● Task input
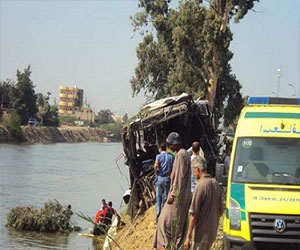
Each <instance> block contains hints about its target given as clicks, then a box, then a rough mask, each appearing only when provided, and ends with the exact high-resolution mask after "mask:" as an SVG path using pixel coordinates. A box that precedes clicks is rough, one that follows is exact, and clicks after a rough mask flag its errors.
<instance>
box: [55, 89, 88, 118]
mask: <svg viewBox="0 0 300 250" xmlns="http://www.w3.org/2000/svg"><path fill="white" fill-rule="evenodd" d="M82 104H83V89H79V88H77V87H76V86H74V87H70V86H60V87H59V111H58V112H59V114H60V115H74V114H75V111H76V110H78V109H80V108H81V107H82Z"/></svg>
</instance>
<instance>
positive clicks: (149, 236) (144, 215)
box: [113, 206, 223, 250]
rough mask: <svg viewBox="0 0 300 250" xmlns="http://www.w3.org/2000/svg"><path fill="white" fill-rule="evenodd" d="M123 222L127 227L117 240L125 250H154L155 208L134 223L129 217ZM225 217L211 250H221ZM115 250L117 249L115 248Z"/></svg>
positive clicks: (126, 218) (116, 248) (123, 216)
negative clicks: (222, 224)
mask: <svg viewBox="0 0 300 250" xmlns="http://www.w3.org/2000/svg"><path fill="white" fill-rule="evenodd" d="M122 220H123V221H125V222H126V226H124V227H123V228H121V229H120V231H119V232H118V234H117V236H116V238H115V240H116V241H117V242H118V243H119V245H120V246H121V247H122V249H123V250H150V249H153V242H154V235H155V231H156V225H155V206H152V207H151V208H150V209H149V210H147V212H146V214H145V215H144V216H141V217H138V218H136V219H135V220H134V222H133V223H131V222H130V219H129V217H128V216H123V217H122ZM222 222H223V217H221V218H220V224H219V225H220V227H219V230H218V235H217V239H216V241H215V242H214V244H213V246H212V248H211V249H213V250H221V249H222V241H223V232H222ZM113 249H117V248H115V247H113Z"/></svg>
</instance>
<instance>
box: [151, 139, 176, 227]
mask: <svg viewBox="0 0 300 250" xmlns="http://www.w3.org/2000/svg"><path fill="white" fill-rule="evenodd" d="M158 150H159V153H160V154H158V155H157V156H156V160H155V163H154V171H155V173H156V222H157V221H158V217H159V215H160V211H161V209H162V207H163V206H164V204H165V202H166V200H167V196H168V193H169V190H170V175H171V172H172V166H173V161H174V158H173V156H172V155H170V154H168V153H167V152H166V143H165V142H162V143H160V144H159V149H158Z"/></svg>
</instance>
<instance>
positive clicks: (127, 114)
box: [122, 113, 128, 122]
mask: <svg viewBox="0 0 300 250" xmlns="http://www.w3.org/2000/svg"><path fill="white" fill-rule="evenodd" d="M122 121H123V122H127V121H128V114H127V113H125V115H123V117H122Z"/></svg>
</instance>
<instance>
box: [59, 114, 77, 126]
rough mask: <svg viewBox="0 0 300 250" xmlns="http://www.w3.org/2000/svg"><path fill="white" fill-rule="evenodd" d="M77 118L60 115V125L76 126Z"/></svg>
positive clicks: (72, 116)
mask: <svg viewBox="0 0 300 250" xmlns="http://www.w3.org/2000/svg"><path fill="white" fill-rule="evenodd" d="M76 120H77V119H76V117H75V116H67V115H66V116H63V115H60V116H59V123H60V124H72V125H73V124H74V121H76Z"/></svg>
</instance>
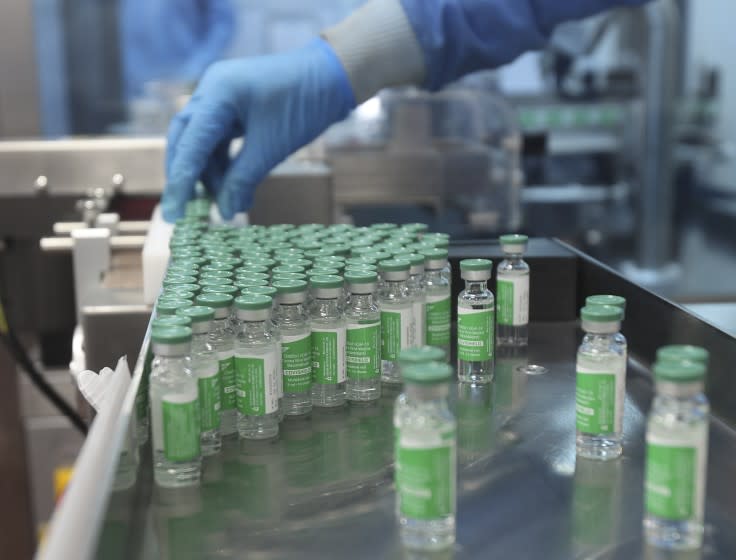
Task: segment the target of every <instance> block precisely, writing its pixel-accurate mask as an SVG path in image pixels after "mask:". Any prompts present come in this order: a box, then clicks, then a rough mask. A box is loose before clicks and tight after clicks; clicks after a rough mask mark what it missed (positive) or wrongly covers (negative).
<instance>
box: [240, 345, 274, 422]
mask: <svg viewBox="0 0 736 560" xmlns="http://www.w3.org/2000/svg"><path fill="white" fill-rule="evenodd" d="M278 374H279V356H278V355H277V354H276V352H269V353H268V354H265V355H263V356H258V357H255V356H235V385H236V391H235V393H236V395H237V398H236V401H237V407H238V411H240V413H241V414H244V415H246V416H264V415H266V414H271V413H272V412H276V410H278V406H279V387H278Z"/></svg>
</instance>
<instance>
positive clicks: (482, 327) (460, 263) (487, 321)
mask: <svg viewBox="0 0 736 560" xmlns="http://www.w3.org/2000/svg"><path fill="white" fill-rule="evenodd" d="M492 266H493V263H492V262H491V261H489V260H487V259H465V260H462V261H460V276H461V277H462V278H463V280H465V289H464V290H463V291H462V292H460V295H459V296H458V298H457V376H458V379H459V380H460V381H464V382H472V383H490V382H491V381H492V380H493V353H494V346H495V344H494V343H495V337H494V333H493V327H494V322H495V321H494V310H495V305H494V300H493V294H492V293H491V291H490V290H489V289H488V280H489V279H490V277H491V267H492Z"/></svg>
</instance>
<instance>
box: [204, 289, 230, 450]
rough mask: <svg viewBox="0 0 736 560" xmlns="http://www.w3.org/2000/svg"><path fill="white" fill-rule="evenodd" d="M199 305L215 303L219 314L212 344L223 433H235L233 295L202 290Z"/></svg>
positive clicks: (215, 326)
mask: <svg viewBox="0 0 736 560" xmlns="http://www.w3.org/2000/svg"><path fill="white" fill-rule="evenodd" d="M195 301H196V303H197V305H204V306H207V307H212V308H213V309H214V310H215V318H214V320H213V321H212V324H211V325H210V335H209V338H210V344H211V345H212V348H213V349H214V351H215V353H216V354H217V361H218V363H219V376H220V391H221V392H220V407H221V408H220V434H222V435H223V436H230V435H235V434H237V433H238V428H237V410H236V409H235V364H234V362H233V355H234V344H235V331H234V330H233V328H232V322H231V320H230V314H231V312H232V306H233V296H231V295H229V294H220V293H217V294H214V293H202V294H199V295H198V296H197V299H196V300H195Z"/></svg>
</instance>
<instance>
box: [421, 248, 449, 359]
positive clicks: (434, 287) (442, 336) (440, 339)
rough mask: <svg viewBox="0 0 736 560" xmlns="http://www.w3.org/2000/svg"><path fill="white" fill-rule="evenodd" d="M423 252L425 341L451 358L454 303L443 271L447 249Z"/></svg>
mask: <svg viewBox="0 0 736 560" xmlns="http://www.w3.org/2000/svg"><path fill="white" fill-rule="evenodd" d="M422 254H423V255H424V282H425V285H426V305H425V308H426V315H425V335H424V337H425V338H424V339H425V343H426V344H427V346H435V347H437V348H441V349H442V350H443V351H444V353H445V359H446V360H449V359H450V325H451V313H452V309H451V305H452V303H451V293H450V281H449V280H448V278H447V277H446V276H445V275H444V274H443V273H442V271H443V269H444V268H445V266H446V265H447V250H446V249H429V250H427V251H424V252H423V253H422Z"/></svg>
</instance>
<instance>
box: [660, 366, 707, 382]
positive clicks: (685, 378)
mask: <svg viewBox="0 0 736 560" xmlns="http://www.w3.org/2000/svg"><path fill="white" fill-rule="evenodd" d="M704 377H705V364H703V363H701V362H657V363H656V364H654V378H655V379H656V380H657V381H667V382H670V383H692V382H694V381H702V379H703V378H704Z"/></svg>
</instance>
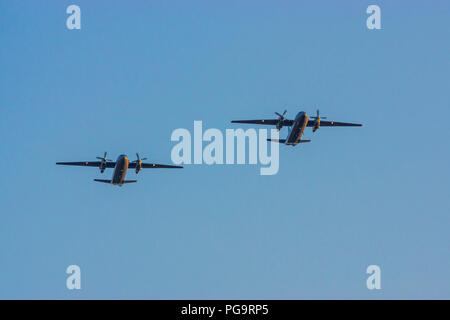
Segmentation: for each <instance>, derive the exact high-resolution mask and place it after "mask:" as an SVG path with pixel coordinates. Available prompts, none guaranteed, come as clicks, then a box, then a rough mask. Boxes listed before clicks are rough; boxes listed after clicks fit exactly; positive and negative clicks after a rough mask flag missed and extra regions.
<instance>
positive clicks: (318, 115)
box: [311, 109, 327, 120]
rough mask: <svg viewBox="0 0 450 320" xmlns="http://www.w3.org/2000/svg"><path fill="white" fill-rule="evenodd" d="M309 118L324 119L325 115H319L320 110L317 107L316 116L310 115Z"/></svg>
mask: <svg viewBox="0 0 450 320" xmlns="http://www.w3.org/2000/svg"><path fill="white" fill-rule="evenodd" d="M311 118H313V119H319V120H320V119H326V118H327V117H321V116H320V111H319V109H317V111H316V116H315V117H311Z"/></svg>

● Work item
Copy every line in the entries above that has the string "target" in it.

● Task output
Each <instance> block contains hints about its target given as clicks, then a box, then a rough mask, each appearing only when provided, and ends with the exact high-resolution mask after "mask:" as an SVG path using pixel coordinates. A box that precedes clicks is rough, one that follows is exact, and clicks after a rough mask flag its errors.
Task: segment the target of every <instance> block precisely, writing its pixel-accurate mask as an SVG path in image pixels after "mask:". Any prompts present come in this order: a box, then clicks, then a rough mask. A box is loose before clicks and tight after clicks; clicks after a rough mask mark what it missed (positive) or wrongly covers (negative).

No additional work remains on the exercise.